- TEXT -

Three things make this dramatically more secure:

httpOnly

The browser includes the cookie in requests automatically, but JavaScript literally cannot access it. Not through document.cookie, not through any API. XSS can't steal what XSS can't see.

Scoped paths

The refresh token cookie is scoped to /api/v1/auth. It's only sent when hitting the auth endpoints — login, refresh, logout. It never travels with regular API calls. Even if an attacker MITM'd a regular API request, they wouldn't see the refresh token.

SameSite: lax

The cookie is only sent with same-site requests and top-level navigations. A malicious page on another domain can't trigger authenticated API calls on the user's behalf. This is your CSRF protection, built into the cookie itself.

Was this a fun migration at midnight? No. Did it require changing every fetch call to include credentials: 'include'? Yes. Was it worth it? Absolutely. Some things you don't cut corners on just because the deadline is close.

Photos That Can't Be Stolen

Let me walk you through how a face photo travels through FaceVault, because I think the journey tells the story better than any privacy policy could.

Capture: camera to server, nothing in between

When the user takes a selfie in the webapp, the camera frame goes: canvas.drawImage()canvas.toBlob()upload(). The photo is captured, compressed to JPEG, and uploaded in one motion. It's never stored on the device. It's never cached in the browser. It's never displayed back to the user. Capture and upload. That's it.

- INSTRUCTIONS TO FOLLOW -
Please list the cookie settings that the text above names as making the setup more secure.

- DATA -
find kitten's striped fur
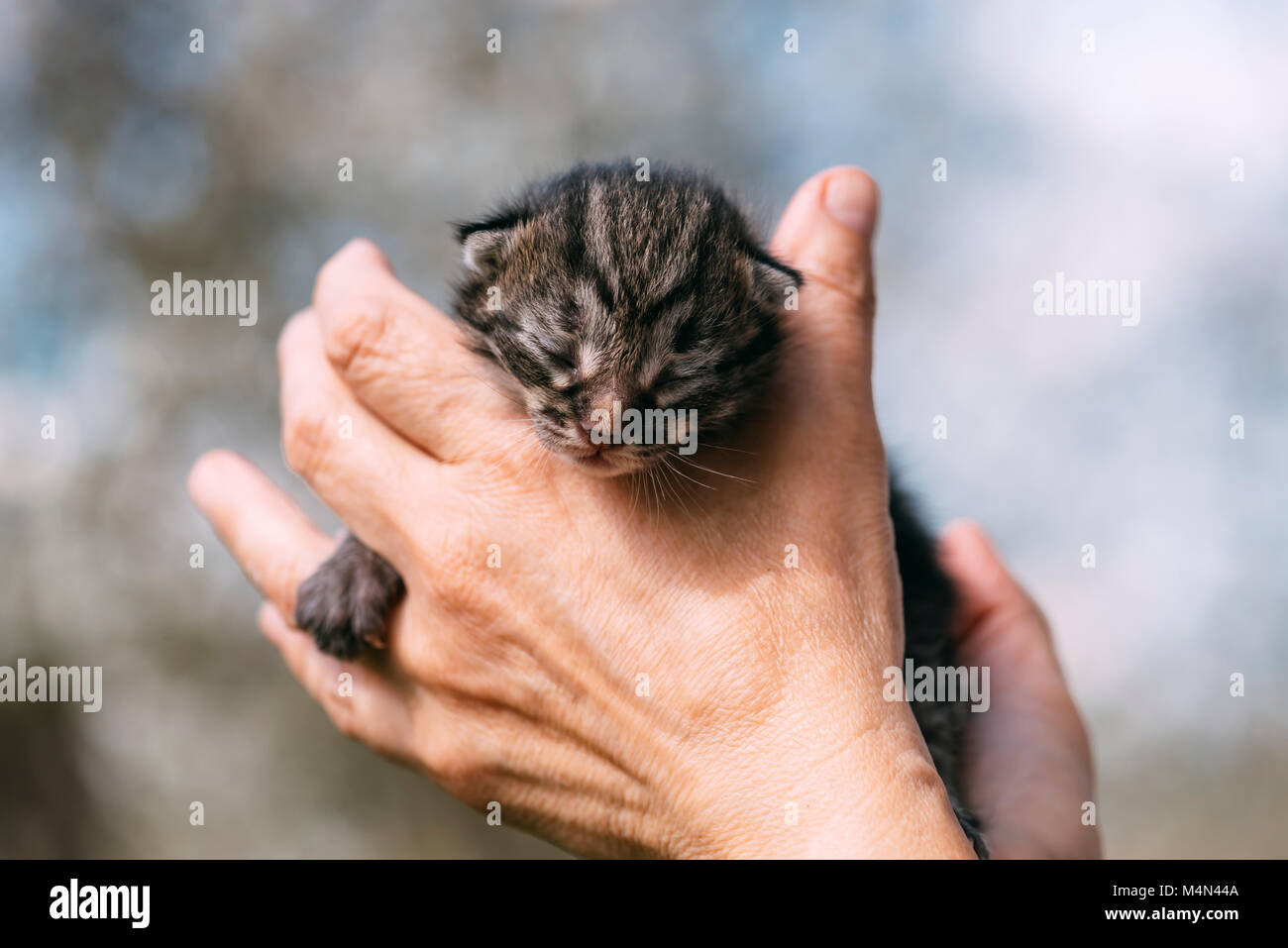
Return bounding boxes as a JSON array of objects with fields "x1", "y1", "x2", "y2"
[{"x1": 295, "y1": 162, "x2": 987, "y2": 855}]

- TASK RESULT -
httpOnly
Scoped paths
SameSite: lax